As always, full source is available here: https://github.com/multilinear/datastructures_C--11

2017-02-14

Sort tests

Comparing sorting algorithms isn't terribly original, but I didn't think comparing AVL trees to RB trees was either, so I thought I'd do it anyway and see what the real results were.

Quick refresher. Most computer scientists know big O notation, but we tend to forget big Omega and big Theta. Big O is the upper bound, big Omega is the analogous lower bound and big Theta is used when the two are the same. Got that? I often hear people state a "best case" as "big O of", but I want to promulgate correct usage.

In testing, quicksort was of course the fastest, mergesort next and heapsort last. Though I wrote selection and bubble as they have their own uses, I didn't even consider \Omega(N^2) algorithms for speed testing. Just as a reminder before we look at the results here's the boundaries and properties for each:

  • Quick Sort
    • O(N^2)
    • \Omega(Nlog(N))
    • In place, not stable
  • Merge Sort
    • \Theta(Nlog(N))
    • Not in place, stable
  • Heap Sort 
    • \Theta(Nlog(N))
    • In place, not stable



But, lets talk some real numbers. I did two tests, one with 10000000 element sort run 100 times, and one with 100 element sort run 10000000 times. I'll call the first "large" sorts, and the second "small". I did a little more testing to confirm that the results are relatively stable within those intuitive categories.

  • Quick Sort:
    • Fastest in both cases 
  • Merge Sort
    • Large test: 16% slower
    • Small test: 9% slower
  •  Heap sort
    • Large test: 122% slower
    • Small test: 19% slower

Okay, so these were basically the results we all expected right? There are a couple of interesting details though.

First, because it just jumps out at you, what the heck is with heapsort? It certainly does more operations than the other two, but that wouldn't account for the difference between small and large. My guess is that as the heap spreads out basically every lookup in the array is a cache-miss, this is what bheap was attempting to improve for a normal heap algorithm, but the constant factors came out even worse.

Now, lets talk about the two algorithms who's speed don't immediatly knock them out of the running. Their are two commonly cited reasons for using Quick Sort over Merge Sort. The first is that it's in place... I did some further testing and on my machine (a modern linux distro), and with a clean heap, doing the allocation for merge sort only adds another 1% overhead for both small and large cases. Admittedly since we alloc and free the same size over and over again we're using malloc like a slab allocator, but then that's also the point... allocation speed can be worked around. The second reason is that quicksort has slightly better constant factors. Here I've shown that slightly means ~9-16%. If moves were expensive this might go up a little, but if moves are that expensive you probably shouldn't be directly sorting the data anyway.

Now consider that if you use quicksort your sort will sometimes take N^2 time. That's the sort of thing causes stutters every few seconds or minutes in a videogame, a network stack, etc. 10%-15% is below what's often considered "user noticeable" speed difference (that line usually being drawn around 20%), but they will almost certainly notice the stutter when it takes 100% longer one time.

Conclusion:
Following the philosophy I keep pushing, Merge Sort is probably a better default sort algorithm to use than Quick Sort. Using modern mallocs like tcmalloc allocation time becomes less relevent even with a "dirty" heap. In highly optimized applications dynamic allocation itself is often avoided (since it can cause occasional delays as well), in such cases worst-case is almost always the most critical factor, and additionally it's worth the effort to set the ram aside so being "in-place" isn't that critical.

- JOB A -
Write out the passage of the sort tests post from "Now consider that" through "longer one time.".
- JOB B -
Answer these questions using the sort tests post:
(i) How many times was the 10000000-element sort run?
(ii) In the small test, how much slower was heap sort than quicksort?
(iii) How much additional overhead did the allocation for merge sort add in both the small and large cases?
Rely solely on the sort tests post when responding.

(Extracted data entries)
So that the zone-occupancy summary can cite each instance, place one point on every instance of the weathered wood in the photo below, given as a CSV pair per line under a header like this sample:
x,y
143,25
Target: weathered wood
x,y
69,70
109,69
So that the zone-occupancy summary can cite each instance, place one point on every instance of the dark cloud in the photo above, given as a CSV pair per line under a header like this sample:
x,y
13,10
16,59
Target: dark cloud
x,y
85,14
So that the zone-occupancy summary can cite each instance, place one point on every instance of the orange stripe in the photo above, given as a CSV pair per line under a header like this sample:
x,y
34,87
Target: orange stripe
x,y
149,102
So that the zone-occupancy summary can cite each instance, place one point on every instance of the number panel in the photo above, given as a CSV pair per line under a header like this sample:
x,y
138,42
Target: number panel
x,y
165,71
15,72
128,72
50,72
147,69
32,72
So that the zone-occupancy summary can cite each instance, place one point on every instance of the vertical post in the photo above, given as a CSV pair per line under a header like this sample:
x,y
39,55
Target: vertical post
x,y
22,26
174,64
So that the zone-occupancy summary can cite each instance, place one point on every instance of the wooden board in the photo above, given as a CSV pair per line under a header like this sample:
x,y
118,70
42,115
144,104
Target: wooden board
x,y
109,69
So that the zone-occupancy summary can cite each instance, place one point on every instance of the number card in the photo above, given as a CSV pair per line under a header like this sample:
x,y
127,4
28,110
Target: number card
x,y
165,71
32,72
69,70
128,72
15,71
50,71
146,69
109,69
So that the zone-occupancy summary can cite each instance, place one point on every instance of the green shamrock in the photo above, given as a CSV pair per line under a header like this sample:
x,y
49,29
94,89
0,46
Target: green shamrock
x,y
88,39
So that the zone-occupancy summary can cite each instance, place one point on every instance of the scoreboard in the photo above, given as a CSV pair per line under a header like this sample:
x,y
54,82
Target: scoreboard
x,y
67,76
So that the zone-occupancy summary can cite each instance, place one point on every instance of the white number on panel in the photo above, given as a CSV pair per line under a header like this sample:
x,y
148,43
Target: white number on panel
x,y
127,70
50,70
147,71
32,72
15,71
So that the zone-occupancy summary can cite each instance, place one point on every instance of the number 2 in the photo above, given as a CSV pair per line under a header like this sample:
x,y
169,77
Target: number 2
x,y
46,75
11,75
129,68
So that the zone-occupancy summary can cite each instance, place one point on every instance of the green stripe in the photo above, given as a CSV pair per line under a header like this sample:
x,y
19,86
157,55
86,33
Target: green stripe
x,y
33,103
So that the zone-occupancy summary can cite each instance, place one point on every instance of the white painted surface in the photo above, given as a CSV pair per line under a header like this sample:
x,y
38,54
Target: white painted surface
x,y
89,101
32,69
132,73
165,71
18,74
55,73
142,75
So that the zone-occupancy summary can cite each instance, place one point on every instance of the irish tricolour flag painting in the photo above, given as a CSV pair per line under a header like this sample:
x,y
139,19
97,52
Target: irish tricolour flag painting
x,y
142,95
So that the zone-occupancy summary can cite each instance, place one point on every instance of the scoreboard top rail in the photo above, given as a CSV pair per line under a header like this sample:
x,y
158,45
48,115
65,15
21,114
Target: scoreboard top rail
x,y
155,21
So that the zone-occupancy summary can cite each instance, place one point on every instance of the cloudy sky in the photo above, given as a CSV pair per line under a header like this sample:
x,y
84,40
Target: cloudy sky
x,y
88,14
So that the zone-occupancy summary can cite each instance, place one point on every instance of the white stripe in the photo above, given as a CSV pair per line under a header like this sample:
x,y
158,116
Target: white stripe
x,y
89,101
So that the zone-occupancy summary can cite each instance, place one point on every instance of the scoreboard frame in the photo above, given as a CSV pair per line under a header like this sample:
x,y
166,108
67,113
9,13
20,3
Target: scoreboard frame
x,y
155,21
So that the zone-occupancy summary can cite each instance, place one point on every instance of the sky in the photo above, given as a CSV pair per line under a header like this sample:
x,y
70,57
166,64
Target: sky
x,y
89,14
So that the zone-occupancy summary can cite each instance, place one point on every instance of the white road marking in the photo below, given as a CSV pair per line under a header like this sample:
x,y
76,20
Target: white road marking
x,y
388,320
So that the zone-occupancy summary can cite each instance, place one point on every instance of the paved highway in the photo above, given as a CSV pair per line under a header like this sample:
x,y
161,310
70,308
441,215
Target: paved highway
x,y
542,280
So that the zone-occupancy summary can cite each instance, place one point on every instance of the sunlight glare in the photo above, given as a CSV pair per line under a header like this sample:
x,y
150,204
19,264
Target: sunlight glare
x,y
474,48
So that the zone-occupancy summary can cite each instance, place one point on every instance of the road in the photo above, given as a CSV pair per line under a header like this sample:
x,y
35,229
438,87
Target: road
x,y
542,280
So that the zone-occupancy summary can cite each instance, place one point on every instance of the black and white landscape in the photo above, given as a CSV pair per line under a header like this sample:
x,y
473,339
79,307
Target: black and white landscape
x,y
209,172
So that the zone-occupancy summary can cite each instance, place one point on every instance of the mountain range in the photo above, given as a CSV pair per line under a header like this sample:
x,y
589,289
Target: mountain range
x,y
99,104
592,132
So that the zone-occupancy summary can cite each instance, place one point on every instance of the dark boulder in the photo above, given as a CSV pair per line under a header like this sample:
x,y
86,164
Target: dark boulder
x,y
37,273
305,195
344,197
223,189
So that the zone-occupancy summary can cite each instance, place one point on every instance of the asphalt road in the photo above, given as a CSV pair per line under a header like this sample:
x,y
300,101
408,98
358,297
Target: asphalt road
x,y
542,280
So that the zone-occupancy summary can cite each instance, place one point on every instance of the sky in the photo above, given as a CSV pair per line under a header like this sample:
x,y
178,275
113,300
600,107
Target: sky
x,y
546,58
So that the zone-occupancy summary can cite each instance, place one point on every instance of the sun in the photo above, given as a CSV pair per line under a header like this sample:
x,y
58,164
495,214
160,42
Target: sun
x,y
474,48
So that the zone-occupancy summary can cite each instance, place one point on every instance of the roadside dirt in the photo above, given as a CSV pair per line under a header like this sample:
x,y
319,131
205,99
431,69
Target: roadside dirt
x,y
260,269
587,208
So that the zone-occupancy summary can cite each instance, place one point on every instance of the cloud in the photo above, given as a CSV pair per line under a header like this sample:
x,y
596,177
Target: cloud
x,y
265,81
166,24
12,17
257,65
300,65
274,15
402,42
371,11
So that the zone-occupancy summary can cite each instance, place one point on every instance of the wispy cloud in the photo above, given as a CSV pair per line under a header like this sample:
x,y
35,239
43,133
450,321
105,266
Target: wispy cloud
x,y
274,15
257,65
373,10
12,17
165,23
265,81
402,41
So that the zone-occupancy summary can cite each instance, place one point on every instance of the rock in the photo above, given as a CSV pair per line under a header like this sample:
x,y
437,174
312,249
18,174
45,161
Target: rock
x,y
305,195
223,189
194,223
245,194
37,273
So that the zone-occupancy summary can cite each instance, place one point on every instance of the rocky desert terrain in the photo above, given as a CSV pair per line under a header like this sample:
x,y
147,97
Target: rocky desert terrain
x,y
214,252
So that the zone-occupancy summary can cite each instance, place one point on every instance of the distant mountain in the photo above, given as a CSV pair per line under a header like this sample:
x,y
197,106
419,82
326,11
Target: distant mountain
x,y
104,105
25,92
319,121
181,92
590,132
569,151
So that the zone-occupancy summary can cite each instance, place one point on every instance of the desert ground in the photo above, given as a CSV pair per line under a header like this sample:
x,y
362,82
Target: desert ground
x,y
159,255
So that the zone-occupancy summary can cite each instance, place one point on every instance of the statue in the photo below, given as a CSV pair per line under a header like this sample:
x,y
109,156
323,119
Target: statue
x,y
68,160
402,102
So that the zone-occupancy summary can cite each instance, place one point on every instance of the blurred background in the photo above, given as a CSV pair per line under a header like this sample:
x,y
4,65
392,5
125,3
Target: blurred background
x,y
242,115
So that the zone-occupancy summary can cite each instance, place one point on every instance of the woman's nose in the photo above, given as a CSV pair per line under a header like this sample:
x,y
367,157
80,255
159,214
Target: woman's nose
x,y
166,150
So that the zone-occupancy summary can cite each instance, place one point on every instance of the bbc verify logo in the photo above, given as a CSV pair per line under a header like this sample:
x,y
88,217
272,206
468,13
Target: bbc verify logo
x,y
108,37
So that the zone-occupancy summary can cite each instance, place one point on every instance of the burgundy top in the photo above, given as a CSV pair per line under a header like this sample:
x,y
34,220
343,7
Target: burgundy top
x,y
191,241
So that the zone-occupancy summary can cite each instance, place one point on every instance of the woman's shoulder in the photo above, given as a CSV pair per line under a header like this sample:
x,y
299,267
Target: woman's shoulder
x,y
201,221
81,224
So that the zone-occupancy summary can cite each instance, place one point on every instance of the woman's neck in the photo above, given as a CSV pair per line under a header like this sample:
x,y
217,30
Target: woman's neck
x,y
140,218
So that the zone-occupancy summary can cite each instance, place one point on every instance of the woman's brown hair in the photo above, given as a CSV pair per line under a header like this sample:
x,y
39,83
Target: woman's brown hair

- WORKED SOLUTION A -
Now consider that if you use quicksort your sort will sometimes take N^2 time. That's the sort of thing causes stutters every few seconds or minutes in a videogame, a network stack, etc. 10%-15% is below what's often considered "user noticeable" speed difference (that line usually being drawn around 20%), but they will almost certainly notice the stutter when it takes 100% longer one time.

- WORKED SOLUTION B -
(i) 100 times.
(ii) 19% slower.
(iii) 1%.